+++ Reading text +++

The long-term challenge
Consumer products such as shampoo or tomato sauce are designed so that they appeal to consumers, encouraging them to buy those products. To that end, the industrial R&D organisation tends to focus on understanding and manipulating product attributes. However, buying behaviour is not only a function of the product: it is also, and in some cases perhaps more so, a function of the consumer, his/her social environment of other consumers, the competing products in the marketplace, and the brand marketing strategy. In order to design the best product, it is necessary to understand not just the physics and chemistry of the product, but also the psychology of consumers and the sociology of consumer groups or networks.
The goal of this study is to have a model of the marketplace that describes certain aspects of consumer buying behaviour. There are two main parts to such a model:
- A description of a population of consumers, who each choose (buy) repeatedly one of a number of competing brands (we can ignore the difference between product and brand for these purposes). This subdivides into a description of the behaviour of a single consumer (psychology), and the collective behaviour of a group, in other words of the interactions between consumers (sociology).
- A description of brand management, i.e. the strategy of brand managers when changing the attributes of a brand such as price or quality in response to events in the marketplace.
Traditional marketing models tend to focus on the second element, and treat the large number of consumers in a macroscopic, averaged way. Alternatively, one can look at individual consumers and their buying behaviour, and try to derive observable large scale effects, like changes in market share. Ideally one would like to connect the microscopic consumer viewpoint to the macroscopic viewpoint of the brand manager.

+++

## Task goal
Answer these questions from the consumer-behavior text:
1. What does the industrial R&D organization tend to focus on?
2. What are the two main parts of the marketplace model?
3. Which part of that model do traditional marketing models tend to focus on?
These rows have no connection to the consumer-behavior text.

+++ Dataset content +++

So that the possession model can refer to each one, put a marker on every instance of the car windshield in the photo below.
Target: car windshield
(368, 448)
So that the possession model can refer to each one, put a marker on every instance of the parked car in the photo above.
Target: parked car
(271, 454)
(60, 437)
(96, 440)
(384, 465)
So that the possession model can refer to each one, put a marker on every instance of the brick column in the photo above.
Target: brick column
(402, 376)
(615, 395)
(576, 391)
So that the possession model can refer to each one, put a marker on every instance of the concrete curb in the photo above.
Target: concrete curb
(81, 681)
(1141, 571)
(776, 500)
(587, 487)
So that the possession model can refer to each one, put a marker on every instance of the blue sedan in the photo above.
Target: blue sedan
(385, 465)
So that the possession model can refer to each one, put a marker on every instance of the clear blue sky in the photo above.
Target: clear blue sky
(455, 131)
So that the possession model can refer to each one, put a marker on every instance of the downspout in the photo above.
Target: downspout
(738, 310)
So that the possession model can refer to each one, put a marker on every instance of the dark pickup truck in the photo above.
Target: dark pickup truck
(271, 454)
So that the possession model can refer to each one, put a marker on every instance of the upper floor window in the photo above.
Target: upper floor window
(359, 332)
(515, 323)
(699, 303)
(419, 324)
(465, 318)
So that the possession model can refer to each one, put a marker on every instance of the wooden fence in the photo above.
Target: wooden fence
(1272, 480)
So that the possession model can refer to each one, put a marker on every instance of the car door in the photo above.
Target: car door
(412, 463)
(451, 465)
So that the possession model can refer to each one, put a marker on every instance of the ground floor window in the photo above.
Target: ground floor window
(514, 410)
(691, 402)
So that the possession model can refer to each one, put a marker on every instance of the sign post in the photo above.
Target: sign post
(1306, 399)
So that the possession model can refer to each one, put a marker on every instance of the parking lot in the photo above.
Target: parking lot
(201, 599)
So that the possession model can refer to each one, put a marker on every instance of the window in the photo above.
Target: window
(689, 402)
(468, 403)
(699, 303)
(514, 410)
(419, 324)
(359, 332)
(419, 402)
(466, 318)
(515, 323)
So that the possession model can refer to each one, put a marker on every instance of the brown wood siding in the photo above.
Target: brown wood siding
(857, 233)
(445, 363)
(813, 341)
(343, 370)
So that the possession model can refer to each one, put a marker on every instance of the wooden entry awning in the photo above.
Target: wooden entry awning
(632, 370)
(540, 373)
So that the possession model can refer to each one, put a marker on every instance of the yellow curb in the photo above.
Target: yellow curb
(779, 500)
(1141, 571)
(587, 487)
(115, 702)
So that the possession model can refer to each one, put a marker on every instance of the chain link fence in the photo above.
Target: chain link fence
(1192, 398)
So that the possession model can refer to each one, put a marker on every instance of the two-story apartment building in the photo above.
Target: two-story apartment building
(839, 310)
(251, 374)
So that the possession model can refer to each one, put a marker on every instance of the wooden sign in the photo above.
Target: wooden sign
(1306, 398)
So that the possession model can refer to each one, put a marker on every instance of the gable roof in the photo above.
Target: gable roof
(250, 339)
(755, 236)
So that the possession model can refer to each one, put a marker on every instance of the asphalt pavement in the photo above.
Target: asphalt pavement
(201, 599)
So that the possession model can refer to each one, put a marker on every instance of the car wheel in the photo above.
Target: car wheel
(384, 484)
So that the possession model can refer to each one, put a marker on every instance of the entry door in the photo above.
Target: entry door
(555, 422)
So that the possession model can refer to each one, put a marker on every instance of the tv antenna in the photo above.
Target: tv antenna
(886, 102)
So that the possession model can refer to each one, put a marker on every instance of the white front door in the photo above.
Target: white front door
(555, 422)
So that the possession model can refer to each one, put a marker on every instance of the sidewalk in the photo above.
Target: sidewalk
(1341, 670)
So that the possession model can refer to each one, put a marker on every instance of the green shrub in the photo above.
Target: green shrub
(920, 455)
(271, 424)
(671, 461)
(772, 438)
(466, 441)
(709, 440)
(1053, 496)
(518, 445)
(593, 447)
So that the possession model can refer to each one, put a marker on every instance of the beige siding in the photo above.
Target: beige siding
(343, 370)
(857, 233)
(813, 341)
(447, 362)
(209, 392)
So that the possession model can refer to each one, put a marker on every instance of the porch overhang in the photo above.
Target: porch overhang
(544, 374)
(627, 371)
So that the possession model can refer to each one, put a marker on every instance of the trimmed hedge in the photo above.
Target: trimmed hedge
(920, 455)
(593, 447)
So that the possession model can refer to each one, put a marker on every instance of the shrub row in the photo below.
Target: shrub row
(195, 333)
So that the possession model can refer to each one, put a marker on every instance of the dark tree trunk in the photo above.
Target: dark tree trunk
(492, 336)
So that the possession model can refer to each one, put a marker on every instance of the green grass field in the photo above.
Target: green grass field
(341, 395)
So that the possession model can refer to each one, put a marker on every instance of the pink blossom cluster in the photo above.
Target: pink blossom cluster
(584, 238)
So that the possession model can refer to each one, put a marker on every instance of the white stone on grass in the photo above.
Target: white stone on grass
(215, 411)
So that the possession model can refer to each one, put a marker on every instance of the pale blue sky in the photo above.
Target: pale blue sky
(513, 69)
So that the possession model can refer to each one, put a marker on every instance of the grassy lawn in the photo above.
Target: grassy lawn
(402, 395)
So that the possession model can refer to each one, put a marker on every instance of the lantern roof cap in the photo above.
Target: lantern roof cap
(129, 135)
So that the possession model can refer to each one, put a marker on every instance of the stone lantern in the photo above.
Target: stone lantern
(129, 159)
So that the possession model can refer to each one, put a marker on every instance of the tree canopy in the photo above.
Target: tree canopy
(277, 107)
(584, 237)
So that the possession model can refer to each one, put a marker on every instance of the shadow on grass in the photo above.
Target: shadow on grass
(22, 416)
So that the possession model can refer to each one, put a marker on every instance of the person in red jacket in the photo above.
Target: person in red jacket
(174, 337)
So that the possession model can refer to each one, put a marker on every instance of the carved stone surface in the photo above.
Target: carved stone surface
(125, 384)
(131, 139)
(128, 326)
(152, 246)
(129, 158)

+++

## Written solution
1. Understanding and manipulating product attributes.
2. A description of a population of consumers who each repeatedly choose one of a number of competing brands, and a description of brand management.
3. Brand management, the strategy of brand managers when changing a brand's attributes such as price or quality in response to events in the marketplace.